Exercise brief: Each entry needs to be reproduced exactly as it is.

Exercise inputs:
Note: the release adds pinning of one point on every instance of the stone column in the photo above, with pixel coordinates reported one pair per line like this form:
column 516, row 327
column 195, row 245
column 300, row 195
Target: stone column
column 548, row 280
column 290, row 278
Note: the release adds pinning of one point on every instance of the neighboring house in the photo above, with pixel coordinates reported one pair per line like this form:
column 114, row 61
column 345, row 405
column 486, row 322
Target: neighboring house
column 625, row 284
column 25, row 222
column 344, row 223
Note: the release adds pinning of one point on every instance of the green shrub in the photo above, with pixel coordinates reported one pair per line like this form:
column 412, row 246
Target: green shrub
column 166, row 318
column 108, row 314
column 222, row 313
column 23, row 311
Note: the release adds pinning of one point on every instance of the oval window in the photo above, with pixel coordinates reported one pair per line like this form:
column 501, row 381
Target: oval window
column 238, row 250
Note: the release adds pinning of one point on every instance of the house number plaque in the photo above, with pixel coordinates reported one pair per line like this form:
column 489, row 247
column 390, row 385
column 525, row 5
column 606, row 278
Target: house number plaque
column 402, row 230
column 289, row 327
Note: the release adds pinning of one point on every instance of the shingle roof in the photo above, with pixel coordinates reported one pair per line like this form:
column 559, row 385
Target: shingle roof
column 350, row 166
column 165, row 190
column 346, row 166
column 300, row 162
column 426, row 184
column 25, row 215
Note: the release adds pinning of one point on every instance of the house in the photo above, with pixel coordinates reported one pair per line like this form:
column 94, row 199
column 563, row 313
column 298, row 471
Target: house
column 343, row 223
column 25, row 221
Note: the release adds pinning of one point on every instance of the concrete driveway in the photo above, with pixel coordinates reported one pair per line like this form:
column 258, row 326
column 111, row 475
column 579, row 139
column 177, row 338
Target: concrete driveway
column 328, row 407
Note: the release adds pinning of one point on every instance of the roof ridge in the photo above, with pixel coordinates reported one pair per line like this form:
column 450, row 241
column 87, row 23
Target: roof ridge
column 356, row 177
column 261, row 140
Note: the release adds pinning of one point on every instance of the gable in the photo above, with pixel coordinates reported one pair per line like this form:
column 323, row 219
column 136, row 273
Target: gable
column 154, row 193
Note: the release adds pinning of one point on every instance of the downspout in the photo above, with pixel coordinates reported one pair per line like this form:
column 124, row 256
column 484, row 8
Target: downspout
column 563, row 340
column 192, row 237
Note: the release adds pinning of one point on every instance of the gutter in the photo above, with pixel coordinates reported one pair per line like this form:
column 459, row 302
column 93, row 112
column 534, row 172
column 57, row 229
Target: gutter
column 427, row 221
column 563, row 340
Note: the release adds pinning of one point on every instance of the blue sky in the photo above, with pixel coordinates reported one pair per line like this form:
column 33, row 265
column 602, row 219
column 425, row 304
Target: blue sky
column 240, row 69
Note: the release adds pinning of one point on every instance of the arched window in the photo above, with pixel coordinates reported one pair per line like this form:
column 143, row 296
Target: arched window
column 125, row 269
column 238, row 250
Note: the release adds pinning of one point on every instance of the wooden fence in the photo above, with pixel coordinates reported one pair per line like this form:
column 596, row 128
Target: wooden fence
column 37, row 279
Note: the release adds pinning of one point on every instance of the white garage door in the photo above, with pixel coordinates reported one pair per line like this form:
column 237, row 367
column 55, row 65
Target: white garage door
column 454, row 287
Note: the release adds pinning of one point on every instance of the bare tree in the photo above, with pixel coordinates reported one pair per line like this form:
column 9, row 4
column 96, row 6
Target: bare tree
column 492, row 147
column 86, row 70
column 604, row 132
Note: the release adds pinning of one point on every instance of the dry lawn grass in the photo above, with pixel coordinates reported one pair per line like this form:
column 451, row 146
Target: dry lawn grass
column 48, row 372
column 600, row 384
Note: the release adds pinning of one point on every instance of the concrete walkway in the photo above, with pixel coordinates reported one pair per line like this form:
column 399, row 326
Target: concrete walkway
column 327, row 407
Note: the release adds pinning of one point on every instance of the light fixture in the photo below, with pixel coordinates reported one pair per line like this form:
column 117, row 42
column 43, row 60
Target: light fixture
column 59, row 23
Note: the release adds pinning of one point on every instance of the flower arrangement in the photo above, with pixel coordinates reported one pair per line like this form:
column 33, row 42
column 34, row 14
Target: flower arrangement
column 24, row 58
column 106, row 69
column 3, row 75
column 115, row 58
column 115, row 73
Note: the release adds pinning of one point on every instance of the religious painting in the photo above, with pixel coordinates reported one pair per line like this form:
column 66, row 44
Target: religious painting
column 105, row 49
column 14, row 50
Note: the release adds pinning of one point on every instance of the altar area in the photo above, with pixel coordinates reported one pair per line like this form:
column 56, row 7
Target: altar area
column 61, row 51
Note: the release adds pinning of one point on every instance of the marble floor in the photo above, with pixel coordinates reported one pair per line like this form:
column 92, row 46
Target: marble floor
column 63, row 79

Reply:
Note: the release adds pinning of one point on every instance of the stone column in the photo above, with pixel coordinates reported one pair per line like this form:
column 516, row 327
column 195, row 245
column 300, row 195
Target: stone column
column 548, row 280
column 290, row 278
Note: the release adds pinning of one point on every instance of the neighboring house in the photo above, with pixel coordinates reported one pair per line like this form:
column 114, row 61
column 345, row 405
column 486, row 322
Target: neighboring house
column 625, row 284
column 25, row 222
column 344, row 223
Note: the release adds pinning of one point on every instance of the green shrub in the photo above, with pixel coordinates reported one pair per line like this form:
column 412, row 246
Target: green shrub
column 166, row 318
column 108, row 314
column 222, row 313
column 23, row 311
Note: the release adds pinning of one point on every instance of the oval window in the photo above, with pixel coordinates reported one pair per line like this form:
column 501, row 381
Target: oval window
column 238, row 250
Note: the release adds pinning of one point on every instance of the house number plaque in the photo above, with pixel coordinates reported one pair per line like this form:
column 489, row 247
column 390, row 385
column 525, row 5
column 606, row 278
Target: house number plaque
column 402, row 230
column 289, row 327
Note: the release adds pinning of one point on every instance of the shingle roof in the photo above, with pixel coordinates reported one pair per line like this form:
column 559, row 385
Target: shingle roof
column 350, row 166
column 165, row 190
column 346, row 166
column 300, row 162
column 426, row 184
column 25, row 215
Note: the release adds pinning of one point on every instance of the house in the photo above, with pixel coordinates reported one pair per line like this form:
column 94, row 199
column 563, row 313
column 298, row 471
Target: house
column 343, row 223
column 25, row 221
Note: the release adds pinning of one point on every instance of the concrete driveway in the photo above, with pixel coordinates reported one pair per line like this form:
column 258, row 326
column 111, row 475
column 579, row 139
column 177, row 338
Target: concrete driveway
column 328, row 407
Note: the release adds pinning of one point on every instance of the roof ridge in the photo above, with pixel coordinates reported one pair per line like this form:
column 450, row 241
column 87, row 23
Target: roof ridge
column 356, row 177
column 261, row 140
Note: the release adds pinning of one point on every instance of the gable in the photo above, with pixel coordinates reported one pair per line like this form:
column 323, row 219
column 136, row 273
Target: gable
column 154, row 193
Note: the release adds pinning of one point on every instance of the downspout in the photo above, with pixel coordinates reported one pair per line like this form:
column 124, row 256
column 484, row 8
Target: downspout
column 563, row 340
column 192, row 237
Note: the release adds pinning of one point on every instance of the gutter in the photo above, with pixel coordinates reported one pair per line like this form:
column 459, row 302
column 93, row 112
column 534, row 172
column 57, row 229
Target: gutter
column 427, row 221
column 563, row 340
Note: the release adds pinning of one point on every instance of the blue sky in the photo above, with pixel coordinates reported one pair per line like this form:
column 33, row 265
column 602, row 219
column 425, row 304
Target: blue sky
column 240, row 69
Note: the release adds pinning of one point on every instance of the arched window in the photo above, with pixel coordinates reported one pair per line like this form:
column 143, row 296
Target: arched window
column 125, row 269
column 238, row 250
Note: the release adds pinning of one point on every instance of the wooden fence in the photo above, with pixel coordinates reported one pair per line like this form:
column 596, row 128
Target: wooden fence
column 37, row 279
Note: the release adds pinning of one point on every instance of the white garage door in the photo above, with pixel coordinates reported one pair per line like this form:
column 237, row 367
column 55, row 65
Target: white garage door
column 454, row 287
Note: the release adds pinning of one point on every instance of the bare tree in the photo above, with pixel coordinates reported one pair per line like this form:
column 9, row 4
column 96, row 6
Target: bare tree
column 492, row 147
column 86, row 70
column 604, row 132
Note: the release adds pinning of one point on every instance of the dry lawn grass in the photo above, with pixel coordinates reported one pair per line like this form:
column 451, row 146
Target: dry lawn grass
column 48, row 372
column 600, row 384
Note: the release adds pinning of one point on every instance of the concrete walkway in the photo above, with pixel coordinates reported one pair per line like this form:
column 399, row 326
Target: concrete walkway
column 327, row 407
Note: the release adds pinning of one point on every instance of the light fixture in the photo below, with pixel coordinates reported one pair per line like this form:
column 117, row 42
column 43, row 60
Target: light fixture
column 59, row 23
Note: the release adds pinning of one point on every instance of the flower arrangement in the photo above, with pixel coordinates reported one pair per line like this form:
column 33, row 42
column 34, row 14
Target: flower arrangement
column 24, row 58
column 106, row 69
column 3, row 75
column 115, row 58
column 115, row 73
Note: the release adds pinning of one point on every instance of the religious painting in the photo above, with pixel coordinates reported one pair per line like this form:
column 66, row 44
Target: religious painting
column 105, row 49
column 14, row 50
Note: the release adds pinning of one point on every instance of the altar area in the photo above, with pixel coordinates reported one pair per line like this form:
column 56, row 7
Target: altar area
column 61, row 51
Note: the release adds pinning of one point on every instance of the marble floor in the photo above, with pixel coordinates reported one pair per line like this form:
column 92, row 46
Target: marble floor
column 63, row 79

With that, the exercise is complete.